Please update the data by replacing "white line on track" with "white stripe on the track" everywhere it appears, leaving everything else unchanged. Reproduce the result without the pictures.

***

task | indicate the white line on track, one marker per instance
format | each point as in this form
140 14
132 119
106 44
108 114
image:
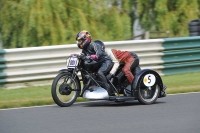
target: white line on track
81 102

***

Result of the task:
task | indicate the white stripe on the track, one marker per instance
format | each point as in this form
140 14
132 119
106 44
108 114
image:
target: white stripe on the track
81 102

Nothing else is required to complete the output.